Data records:
———

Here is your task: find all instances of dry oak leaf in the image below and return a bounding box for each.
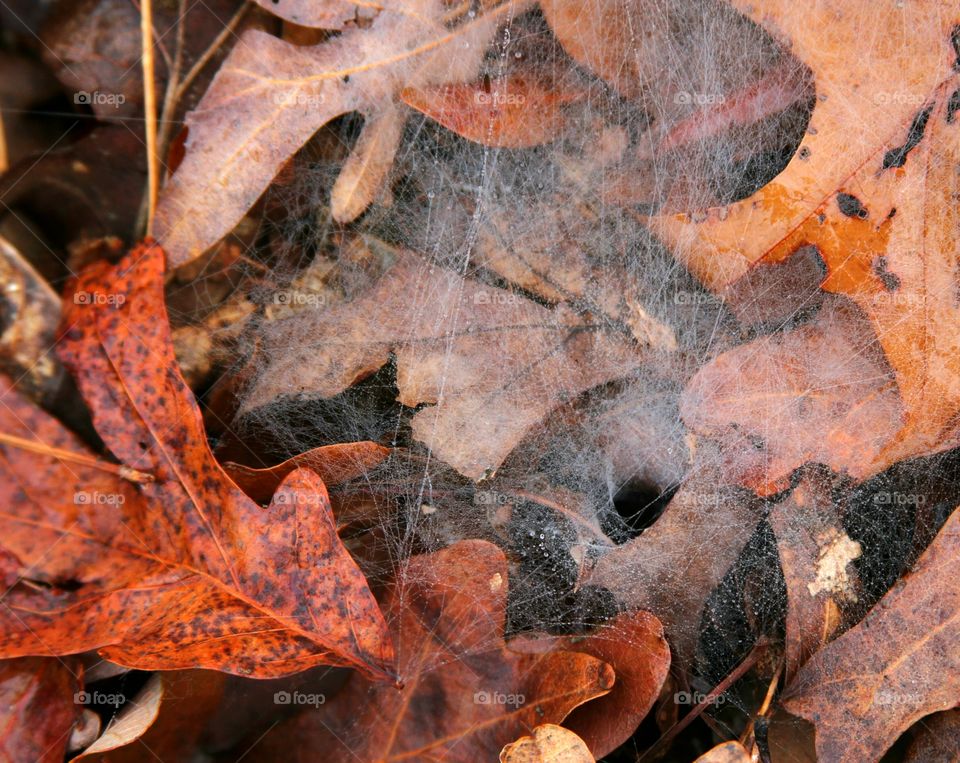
[154,0,517,265]
[251,541,614,763]
[652,0,960,476]
[0,657,82,763]
[0,244,393,679]
[70,670,226,763]
[680,297,903,494]
[512,610,670,759]
[768,474,861,681]
[694,742,751,763]
[500,723,595,763]
[400,73,586,148]
[223,441,390,503]
[783,504,960,763]
[242,241,653,479]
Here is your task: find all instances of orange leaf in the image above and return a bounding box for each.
[0,658,82,763]
[400,75,583,148]
[252,541,614,763]
[784,504,960,763]
[0,244,393,678]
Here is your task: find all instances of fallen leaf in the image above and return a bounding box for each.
[694,742,751,763]
[500,723,595,763]
[903,710,960,763]
[241,240,665,479]
[587,467,760,666]
[251,541,614,763]
[680,300,904,494]
[0,657,82,763]
[400,75,586,148]
[653,0,960,477]
[223,442,390,503]
[514,611,670,759]
[0,244,392,678]
[71,670,224,763]
[769,475,861,681]
[783,504,960,763]
[154,0,515,265]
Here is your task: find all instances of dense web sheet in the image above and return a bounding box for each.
[161,2,951,760]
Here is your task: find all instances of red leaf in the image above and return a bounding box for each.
[0,244,393,678]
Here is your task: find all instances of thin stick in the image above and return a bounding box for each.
[0,112,10,172]
[638,640,767,760]
[140,0,160,235]
[0,432,153,484]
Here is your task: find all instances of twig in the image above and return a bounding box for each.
[637,640,767,763]
[0,432,153,484]
[140,0,160,235]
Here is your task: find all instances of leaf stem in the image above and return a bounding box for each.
[0,432,154,484]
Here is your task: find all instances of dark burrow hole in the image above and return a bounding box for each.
[507,501,619,638]
[600,483,680,543]
[216,359,413,467]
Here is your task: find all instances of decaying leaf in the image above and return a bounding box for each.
[681,301,904,494]
[500,723,595,763]
[223,442,390,503]
[244,240,665,479]
[0,657,82,763]
[73,670,224,763]
[154,0,518,264]
[654,0,960,477]
[0,244,392,678]
[784,504,960,761]
[769,476,861,680]
[695,742,751,763]
[252,541,614,763]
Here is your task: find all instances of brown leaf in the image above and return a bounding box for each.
[654,0,960,477]
[500,723,595,763]
[223,442,390,503]
[560,612,670,759]
[783,504,960,763]
[680,301,904,493]
[0,657,82,763]
[256,0,362,29]
[0,245,392,678]
[904,710,960,763]
[243,240,661,479]
[73,670,224,763]
[694,742,751,763]
[769,475,861,681]
[589,468,760,666]
[400,75,586,148]
[252,541,614,763]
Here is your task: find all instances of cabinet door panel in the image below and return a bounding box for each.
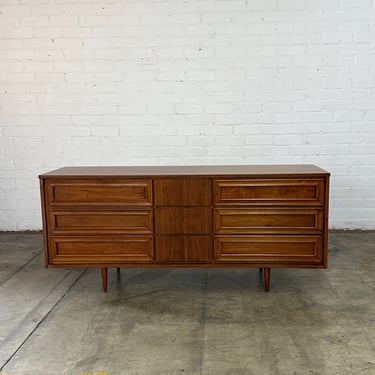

———

State how many lines of the records above contain the word "bounding", and reply with that number alone.

#### The answer:
12